- [WRITTEN EXERCISE 1]
Answer these about the GROK pattern post below, one answer per line, marked as the questions are:
(a) Which tool sends the logs from the DNS server to logstash?
(b) Which field captures the term gravity?
(c) In what case is the term GRAVITY taken?
- [WRITTEN EXERCISE 2] Which actions does the GROK pattern post below say the field should capture instead of gravity?
- [WRITTEN EXERCISE 3]
Does each statement agree with the GROK pattern post below? Answer yes or no, and quote the words of the post that decide it.
(a) Some of the logs have _grokpatternfailure.
(b) The same pattern is repeated with two spaces and one space.
(c) The poster knows why the term GRAVITY is taken.

GROK pattern issue

Hello, I am using filebeat to send logs from a DNS server to logstash before being ingested in Elasticsearch.

The same pattern is repeated with two spaces and one space due to the variation in logs over updates which is generally reverted.

None of the logs have _grokpatternfailure

However, I see that the actions field is capturing the term gravity instead of the actual action of either cached, blocked, query, reply, others.

The term GRAVITY is taken in case the logs have blocked action; I am unsure why. Can someone help me with the GROK pattern changes below?

- [RECORD SET]
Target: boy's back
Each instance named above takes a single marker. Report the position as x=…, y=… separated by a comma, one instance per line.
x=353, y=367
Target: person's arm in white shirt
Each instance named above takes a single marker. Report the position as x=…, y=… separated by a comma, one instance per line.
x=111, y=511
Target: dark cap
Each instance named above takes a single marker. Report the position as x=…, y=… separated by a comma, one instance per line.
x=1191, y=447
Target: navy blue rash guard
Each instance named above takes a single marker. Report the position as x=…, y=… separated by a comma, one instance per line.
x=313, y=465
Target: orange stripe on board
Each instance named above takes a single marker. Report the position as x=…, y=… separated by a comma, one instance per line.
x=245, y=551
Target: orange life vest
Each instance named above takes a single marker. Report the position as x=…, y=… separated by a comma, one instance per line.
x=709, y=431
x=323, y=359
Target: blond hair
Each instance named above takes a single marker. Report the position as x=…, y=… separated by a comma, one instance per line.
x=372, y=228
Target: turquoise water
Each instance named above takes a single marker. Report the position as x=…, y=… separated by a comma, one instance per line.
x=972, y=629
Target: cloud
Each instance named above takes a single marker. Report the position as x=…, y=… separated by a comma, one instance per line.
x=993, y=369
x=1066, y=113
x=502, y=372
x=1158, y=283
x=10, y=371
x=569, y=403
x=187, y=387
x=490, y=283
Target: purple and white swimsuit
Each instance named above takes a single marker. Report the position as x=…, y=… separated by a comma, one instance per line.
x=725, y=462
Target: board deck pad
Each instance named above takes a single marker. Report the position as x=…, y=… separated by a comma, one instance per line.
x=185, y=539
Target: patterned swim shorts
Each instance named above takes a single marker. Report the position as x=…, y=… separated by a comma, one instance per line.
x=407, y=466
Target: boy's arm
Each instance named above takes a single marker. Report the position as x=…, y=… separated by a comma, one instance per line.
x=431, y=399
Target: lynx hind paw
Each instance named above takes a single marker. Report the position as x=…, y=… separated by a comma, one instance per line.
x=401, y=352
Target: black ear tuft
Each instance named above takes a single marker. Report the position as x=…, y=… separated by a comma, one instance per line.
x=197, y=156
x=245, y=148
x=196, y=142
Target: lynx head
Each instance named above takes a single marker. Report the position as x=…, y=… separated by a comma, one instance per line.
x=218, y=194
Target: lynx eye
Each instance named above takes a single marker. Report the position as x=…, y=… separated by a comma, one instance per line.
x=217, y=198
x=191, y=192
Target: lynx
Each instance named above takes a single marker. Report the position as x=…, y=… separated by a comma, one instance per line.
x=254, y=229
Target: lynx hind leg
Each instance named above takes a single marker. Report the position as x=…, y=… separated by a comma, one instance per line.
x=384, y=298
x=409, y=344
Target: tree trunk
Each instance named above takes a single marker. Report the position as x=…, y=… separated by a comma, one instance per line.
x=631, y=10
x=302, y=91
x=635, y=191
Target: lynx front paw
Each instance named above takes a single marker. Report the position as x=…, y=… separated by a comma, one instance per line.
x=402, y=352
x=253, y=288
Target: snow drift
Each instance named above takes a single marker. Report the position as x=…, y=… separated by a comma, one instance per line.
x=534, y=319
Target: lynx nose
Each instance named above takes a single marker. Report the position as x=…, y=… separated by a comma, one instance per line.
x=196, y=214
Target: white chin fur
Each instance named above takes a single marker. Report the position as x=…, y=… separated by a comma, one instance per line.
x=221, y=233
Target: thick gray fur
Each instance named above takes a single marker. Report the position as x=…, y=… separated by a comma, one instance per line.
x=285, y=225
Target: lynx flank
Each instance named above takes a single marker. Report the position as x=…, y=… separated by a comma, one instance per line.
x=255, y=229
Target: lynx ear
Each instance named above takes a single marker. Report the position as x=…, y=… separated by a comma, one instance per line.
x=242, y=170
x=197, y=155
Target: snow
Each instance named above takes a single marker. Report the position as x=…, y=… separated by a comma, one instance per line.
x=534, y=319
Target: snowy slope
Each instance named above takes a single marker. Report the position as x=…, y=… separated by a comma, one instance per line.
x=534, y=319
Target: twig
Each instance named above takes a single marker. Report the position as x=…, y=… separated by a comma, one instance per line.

- [WRITTEN REPLY 1]
(a) filebeat
(b) the actions field
(c) when the logs have blocked action

- [WRITTEN REPLY 2] cached, blocked, query, reply, others

- [WRITTEN REPLY 3]
(a) No: "None of the logs have _grokpatternfailure"
(b) Yes: "The same pattern is repeated with two spaces and one space"
(c) No: "I am unsure why"